## start Selected text
CPU state management in libvirt

https://blueprints.launchpad.net/nova/+spec/libvirt-cpu-state-mgmt

In many telecom or semi-static clouds, there is a bin packing problem where a node for all practical use cases is full since no further applications can be scheduled to the host but in reality, it still has unused CPU cores.

In a typical server system, an idle CPU core consumes 3-5 watts of power and produces 3-5 watts of heat which the data center cooling solution must accommodate. To facilitate reducing power usage and heat output in order to make data centers greener and less expensive, it makes sense to allow the power state of CPUs to be turned off or using another governor so that they can be optimized.

An easy possibility is to have the libvirt driver to support it by modifying power states from the kernel sysfs interface.

Problem description

For our large telco operators, they often find that they have 2-4 CPUs that are not usable due to CPU pinning/packing requirements per host. Each CPU consumes 3-5 watts per core or ~12-20 watts per host. Assuming a nominal cost per kWh of $0,20 and 1000 hosts, that means they pay $35,040 in wasted electricity a year alone from just the idle CPU usage plus the additional cost of dissipating all of the heat generated.

Furthermore, while many telco use-cases require low latency and high throughput, not all of them require the CPU to run at the max frequency.

Use Cases

As an operator using the nova libvirt driver, I would like to be able to disable or run slower cpu cores using the kernel sysfs interface.

As an operator, I want my nova-compute service to enable or put at max performance a CPU core if it will be in use for a new instance that is currently starting.

Proposed change

There are two parts to this proposal :
  • add a config option for declaring that CPUs are managed

  • add a config option for telling the performance strategy to use

Declaring CPUs as managed

We can add a config option to the hardware section to declare that the host CPUs are managed [1].

# registered in group [libvirt]
cfg.BoolOpt('cpu_power_management',
            default=False,
            help='Use libvirt to manage CPU cores performance.')

If this option is set to True, then at nova-compute startup, all the CPUs that are defined by the [compute]/cpu_dedicated_set option as dedicated will be tuned for minimum performance (either offlined or set to powersave) depending on the other CPU tuning configuration option explained below, but only if they don’t run an instance.

Note

Of course, shared CPUs wouldn’t have their performance to be modified as instances float between them. If we would like to support them too, then all CPU shared cores should be modified at the same time and once an instance is arriving, then all of them would need to have the max performance.

Define the performance strategy per compute service

Note

for the sake of simplicity, here we loudly state that the performance strategy will be defined against all CPU cores from the host, and explicitely not be defined per CPU core.
## end Selected text
» **Objectives**
[1] According to the CPU state management text, how much power does an idle CPU core consume in a typical server system?
[2] Repeat the part of the CPU state management text between "For our large" and "the heat generated.", inclusive.
[3] Translate this sentence from the CPU state management text into Spanish: "Furthermore, while many telco use-cases require low latency and high throughput, not all of them require the CPU to run at the max frequency."
## start Dataset section
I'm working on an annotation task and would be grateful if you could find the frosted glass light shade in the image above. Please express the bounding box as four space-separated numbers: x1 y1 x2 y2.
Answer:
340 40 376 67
## end Dataset section
» **Results for each task**
[1] An idle CPU core consumes 3-5 watts of power.

[2]
For our large telco operators, they often find that they have 2-4 CPUs that are not usable due to CPU pinning/packing requirements per host. Each CPU consumes 3-5 watts per core or ~12-20 watts per host. Assuming a nominal cost per kWh of $0,20 and 1000 hosts, that means they pay $35,040 in wasted electricity a year alone from just the idle CPU usage plus the additional cost of dissipating all of the heat generated.

[3] Además, aunque muchos casos de uso de telecomunicaciones requieren baja latencia y alto rendimiento, no todos ellos requieren que la CPU funcione a la frecuencia máxima.